WORK REQUIRED »
What follows is a set of records; restate each one word for word and drop the pictures.

(Source records)
========
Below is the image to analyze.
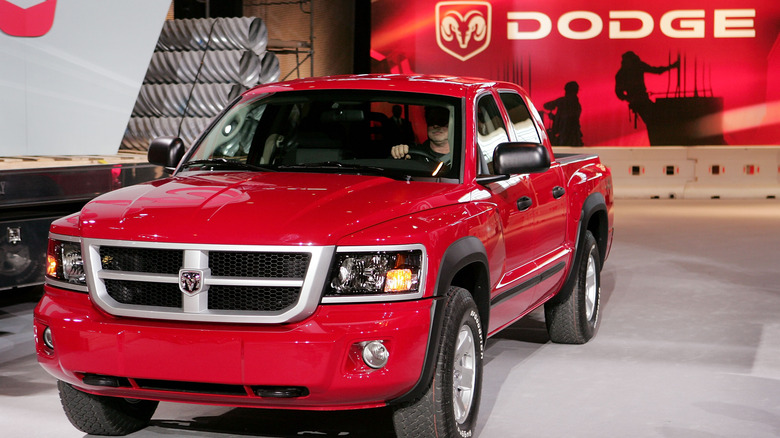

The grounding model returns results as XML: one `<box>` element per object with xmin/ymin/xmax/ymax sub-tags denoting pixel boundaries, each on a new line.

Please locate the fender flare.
<box><xmin>550</xmin><ymin>192</ymin><xmax>609</xmax><ymax>303</ymax></box>
<box><xmin>388</xmin><ymin>236</ymin><xmax>490</xmax><ymax>405</ymax></box>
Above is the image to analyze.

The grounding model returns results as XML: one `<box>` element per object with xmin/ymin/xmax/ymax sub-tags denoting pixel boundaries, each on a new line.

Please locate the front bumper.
<box><xmin>34</xmin><ymin>285</ymin><xmax>433</xmax><ymax>409</ymax></box>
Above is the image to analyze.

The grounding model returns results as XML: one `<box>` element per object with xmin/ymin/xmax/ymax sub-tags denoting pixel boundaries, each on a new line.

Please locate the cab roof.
<box><xmin>247</xmin><ymin>74</ymin><xmax>519</xmax><ymax>97</ymax></box>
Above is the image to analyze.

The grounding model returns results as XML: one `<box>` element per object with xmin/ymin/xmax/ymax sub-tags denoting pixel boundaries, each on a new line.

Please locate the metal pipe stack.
<box><xmin>120</xmin><ymin>17</ymin><xmax>280</xmax><ymax>151</ymax></box>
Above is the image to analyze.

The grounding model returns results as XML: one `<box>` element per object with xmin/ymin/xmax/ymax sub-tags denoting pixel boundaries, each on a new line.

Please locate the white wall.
<box><xmin>555</xmin><ymin>146</ymin><xmax>780</xmax><ymax>199</ymax></box>
<box><xmin>0</xmin><ymin>0</ymin><xmax>171</xmax><ymax>156</ymax></box>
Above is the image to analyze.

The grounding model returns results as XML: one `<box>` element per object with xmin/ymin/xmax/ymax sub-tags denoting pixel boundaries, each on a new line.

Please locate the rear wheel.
<box><xmin>544</xmin><ymin>231</ymin><xmax>601</xmax><ymax>344</ymax></box>
<box><xmin>57</xmin><ymin>382</ymin><xmax>159</xmax><ymax>436</ymax></box>
<box><xmin>393</xmin><ymin>287</ymin><xmax>484</xmax><ymax>438</ymax></box>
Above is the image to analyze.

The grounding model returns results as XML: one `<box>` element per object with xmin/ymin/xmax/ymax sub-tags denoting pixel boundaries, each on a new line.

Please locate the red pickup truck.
<box><xmin>34</xmin><ymin>75</ymin><xmax>613</xmax><ymax>437</ymax></box>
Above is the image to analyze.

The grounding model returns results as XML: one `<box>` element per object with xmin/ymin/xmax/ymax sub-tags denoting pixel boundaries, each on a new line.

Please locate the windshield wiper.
<box><xmin>181</xmin><ymin>158</ymin><xmax>276</xmax><ymax>172</ymax></box>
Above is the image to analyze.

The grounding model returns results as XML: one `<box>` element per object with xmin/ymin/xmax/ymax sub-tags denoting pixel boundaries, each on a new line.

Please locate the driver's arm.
<box><xmin>390</xmin><ymin>144</ymin><xmax>411</xmax><ymax>160</ymax></box>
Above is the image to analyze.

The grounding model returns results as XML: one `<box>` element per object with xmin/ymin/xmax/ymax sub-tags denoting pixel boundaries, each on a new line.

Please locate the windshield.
<box><xmin>180</xmin><ymin>90</ymin><xmax>462</xmax><ymax>182</ymax></box>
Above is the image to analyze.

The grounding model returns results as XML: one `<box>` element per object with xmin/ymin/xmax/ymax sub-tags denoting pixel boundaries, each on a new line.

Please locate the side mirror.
<box><xmin>493</xmin><ymin>142</ymin><xmax>552</xmax><ymax>175</ymax></box>
<box><xmin>147</xmin><ymin>137</ymin><xmax>184</xmax><ymax>172</ymax></box>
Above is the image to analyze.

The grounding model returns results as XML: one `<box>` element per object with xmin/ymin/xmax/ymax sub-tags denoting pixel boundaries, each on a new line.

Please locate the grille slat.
<box><xmin>98</xmin><ymin>245</ymin><xmax>312</xmax><ymax>314</ymax></box>
<box><xmin>209</xmin><ymin>251</ymin><xmax>311</xmax><ymax>279</ymax></box>
<box><xmin>100</xmin><ymin>246</ymin><xmax>183</xmax><ymax>274</ymax></box>
<box><xmin>105</xmin><ymin>280</ymin><xmax>182</xmax><ymax>309</ymax></box>
<box><xmin>209</xmin><ymin>286</ymin><xmax>301</xmax><ymax>312</ymax></box>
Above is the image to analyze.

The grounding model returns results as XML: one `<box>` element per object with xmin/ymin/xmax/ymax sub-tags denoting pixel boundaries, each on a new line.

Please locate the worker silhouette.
<box><xmin>544</xmin><ymin>81</ymin><xmax>582</xmax><ymax>146</ymax></box>
<box><xmin>615</xmin><ymin>51</ymin><xmax>680</xmax><ymax>125</ymax></box>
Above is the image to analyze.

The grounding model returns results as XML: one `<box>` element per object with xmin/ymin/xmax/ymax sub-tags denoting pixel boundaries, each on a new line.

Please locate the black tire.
<box><xmin>57</xmin><ymin>382</ymin><xmax>159</xmax><ymax>436</ymax></box>
<box><xmin>393</xmin><ymin>287</ymin><xmax>484</xmax><ymax>438</ymax></box>
<box><xmin>544</xmin><ymin>231</ymin><xmax>601</xmax><ymax>344</ymax></box>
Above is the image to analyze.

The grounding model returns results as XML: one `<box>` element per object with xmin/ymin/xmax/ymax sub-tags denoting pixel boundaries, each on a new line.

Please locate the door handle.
<box><xmin>517</xmin><ymin>196</ymin><xmax>534</xmax><ymax>211</ymax></box>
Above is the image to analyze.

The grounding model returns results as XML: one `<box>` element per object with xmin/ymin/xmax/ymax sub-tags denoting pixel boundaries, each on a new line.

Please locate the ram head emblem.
<box><xmin>436</xmin><ymin>1</ymin><xmax>491</xmax><ymax>61</ymax></box>
<box><xmin>441</xmin><ymin>11</ymin><xmax>487</xmax><ymax>49</ymax></box>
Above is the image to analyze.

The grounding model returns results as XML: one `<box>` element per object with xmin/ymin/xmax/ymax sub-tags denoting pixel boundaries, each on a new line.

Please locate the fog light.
<box><xmin>363</xmin><ymin>341</ymin><xmax>390</xmax><ymax>369</ymax></box>
<box><xmin>43</xmin><ymin>327</ymin><xmax>54</xmax><ymax>350</ymax></box>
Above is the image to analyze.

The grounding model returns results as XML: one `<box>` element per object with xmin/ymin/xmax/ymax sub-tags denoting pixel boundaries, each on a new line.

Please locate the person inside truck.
<box><xmin>390</xmin><ymin>106</ymin><xmax>452</xmax><ymax>164</ymax></box>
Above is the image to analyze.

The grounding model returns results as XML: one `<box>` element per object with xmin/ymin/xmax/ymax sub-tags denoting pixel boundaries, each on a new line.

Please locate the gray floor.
<box><xmin>0</xmin><ymin>200</ymin><xmax>780</xmax><ymax>438</ymax></box>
========
EXERCISE ANSWER »
Below is the image to analyze.

The grounding model returns results as XML: one `<box>` element per object with xmin/ymin/xmax/ymax sub-tags denoting pixel boundaries, each on a new line.

Please locate the fender flare.
<box><xmin>550</xmin><ymin>192</ymin><xmax>609</xmax><ymax>303</ymax></box>
<box><xmin>388</xmin><ymin>236</ymin><xmax>490</xmax><ymax>405</ymax></box>
Above is the image to analyze.

The grounding model returns results as XML: one `<box>` element per object with xmin/ymin/xmax/ymax sub-tags denoting pixel boundaries, each on a new line.

Please locate the front bumper.
<box><xmin>34</xmin><ymin>285</ymin><xmax>433</xmax><ymax>409</ymax></box>
Above is the image to analyze.

The grounding model returns results as XML: one `<box>` element per object with xmin/ymin/xmax/ymax sub-tags denoting pixel boundaries, each on a new line.

Please locate the cab roof.
<box><xmin>247</xmin><ymin>74</ymin><xmax>519</xmax><ymax>97</ymax></box>
Above is the image to analyze.

The grounding model returns results as XML: one `<box>` element per object with xmin/ymin/xmax/ymax sub-tags denoting pixel boundaries, each on a new line.

Please locate the metal pipe stack.
<box><xmin>120</xmin><ymin>17</ymin><xmax>280</xmax><ymax>151</ymax></box>
Above is the image to analyze.

The grounding model returns results as XML: one `<box>` element per object with xmin/ymin/xmax/ymax sub-tags denoting pixel boundaries, each on a new line.

Please locate the white wall.
<box><xmin>555</xmin><ymin>146</ymin><xmax>780</xmax><ymax>199</ymax></box>
<box><xmin>0</xmin><ymin>0</ymin><xmax>171</xmax><ymax>156</ymax></box>
Above is the image to analyze.

The grounding model returns results as XML: one `<box>` element per object with xmin/ymin/xmax/ymax sub-tags denoting pixel boundaries, each on a new line.

Please locate the rear wheel.
<box><xmin>544</xmin><ymin>231</ymin><xmax>601</xmax><ymax>344</ymax></box>
<box><xmin>57</xmin><ymin>382</ymin><xmax>159</xmax><ymax>436</ymax></box>
<box><xmin>393</xmin><ymin>287</ymin><xmax>484</xmax><ymax>438</ymax></box>
Above is the image to analyze.

The grounding model returns results as XML: one `<box>` element per object with xmin/ymin/xmax/ymax sub-tags denoting pixel boundaries, each on a new line.

Please locate the red pickup truck.
<box><xmin>34</xmin><ymin>75</ymin><xmax>613</xmax><ymax>437</ymax></box>
Above is the image to analyze.

The grounding model returns results as XML: one `<box>` element per object with xmin/ymin/xmax/ymax sub-tags denoting pixel boundaries, each on a new line.

Please locate the windshield wiper.
<box><xmin>181</xmin><ymin>158</ymin><xmax>276</xmax><ymax>172</ymax></box>
Above is the image to analyze.

The grounding model returns results as XML: one `<box>` element per object with xmin/ymin/xmax/ymax sub-tags denoting pixel boundaries, each on a new line.

Please locate the driver's arm.
<box><xmin>390</xmin><ymin>144</ymin><xmax>411</xmax><ymax>160</ymax></box>
Above is the image to analyze.

The grounding model returns results as XML: one `<box>` element per object with xmin/ymin/xmax/ymax sub-tags denoting pixel boundaries, each on a new line.

Please locate the windshield.
<box><xmin>180</xmin><ymin>90</ymin><xmax>462</xmax><ymax>182</ymax></box>
Above is the image to analyze.

The grounding model returns results as XML: one `<box>` element per object with xmin/ymin/xmax/ymax sub-tags denoting pixel boundaries, each on a new line.

Please locate the side mirror.
<box><xmin>493</xmin><ymin>142</ymin><xmax>552</xmax><ymax>175</ymax></box>
<box><xmin>147</xmin><ymin>137</ymin><xmax>184</xmax><ymax>172</ymax></box>
Above is the image to analyze.

The grounding model returns results as XML: one `<box>` element per object with xmin/ymin/xmax/ymax sub-tags denoting pixel boundaries, each on a new line.

Please locate the grille slat.
<box><xmin>98</xmin><ymin>245</ymin><xmax>312</xmax><ymax>314</ymax></box>
<box><xmin>209</xmin><ymin>251</ymin><xmax>311</xmax><ymax>279</ymax></box>
<box><xmin>100</xmin><ymin>246</ymin><xmax>183</xmax><ymax>274</ymax></box>
<box><xmin>105</xmin><ymin>280</ymin><xmax>182</xmax><ymax>309</ymax></box>
<box><xmin>209</xmin><ymin>286</ymin><xmax>301</xmax><ymax>312</ymax></box>
Above is the image to analyze.

The grounding model returns results as XML: one `<box>` element per object with xmin/ymin/xmax/ymax sub-tags denoting pixel boundaries, each on a new line.

Please locate the worker silhouette.
<box><xmin>544</xmin><ymin>81</ymin><xmax>582</xmax><ymax>146</ymax></box>
<box><xmin>615</xmin><ymin>51</ymin><xmax>680</xmax><ymax>125</ymax></box>
Above is the image to analyze.

The grounding model returns results as XML: one `<box>` element per object with xmin/ymin/xmax/ymax sub-tags denoting pixel boundaries, each on a new line.

Please locate the black tire.
<box><xmin>57</xmin><ymin>382</ymin><xmax>159</xmax><ymax>436</ymax></box>
<box><xmin>393</xmin><ymin>287</ymin><xmax>484</xmax><ymax>438</ymax></box>
<box><xmin>544</xmin><ymin>231</ymin><xmax>601</xmax><ymax>344</ymax></box>
Above is the image to analyze.

The grounding model returns results as XML: one `<box>` element per object with xmin/ymin/xmax/ymax sub-tags denoting pixel boundaries, each on a new line.

Please locate the door handle.
<box><xmin>517</xmin><ymin>196</ymin><xmax>534</xmax><ymax>211</ymax></box>
Above is the image to analyze.

The grounding model returns results as XML: one `<box>` element per object with xmin/ymin/xmax/ymax sub-tags denoting pixel boundaries, each on a new line.

Please locate the ram head emblem.
<box><xmin>436</xmin><ymin>1</ymin><xmax>491</xmax><ymax>61</ymax></box>
<box><xmin>441</xmin><ymin>11</ymin><xmax>487</xmax><ymax>49</ymax></box>
Above is the image to analyze.

The grounding model returns results as XML: one `<box>` element per object with xmin/ymin/xmax/ymax sub-tags denoting pixel boundaries, each on a new line.

Please locate the fog light.
<box><xmin>363</xmin><ymin>341</ymin><xmax>390</xmax><ymax>369</ymax></box>
<box><xmin>43</xmin><ymin>327</ymin><xmax>54</xmax><ymax>350</ymax></box>
Above is the image to analyze.

The grounding model returns results as XML: one `<box>` element per object with xmin/ymin/xmax/ymax sub-tags denoting pixel boundaries, each on a new line.

Please locate the person inside truck.
<box><xmin>390</xmin><ymin>106</ymin><xmax>452</xmax><ymax>164</ymax></box>
Above is the image to analyze.

The grounding model returns results as XML: one `<box>` element per object with xmin/ymin/xmax/ymax sub-tags denoting pixel boundaries, each on a new line.

Please locate the gray floor.
<box><xmin>0</xmin><ymin>200</ymin><xmax>780</xmax><ymax>438</ymax></box>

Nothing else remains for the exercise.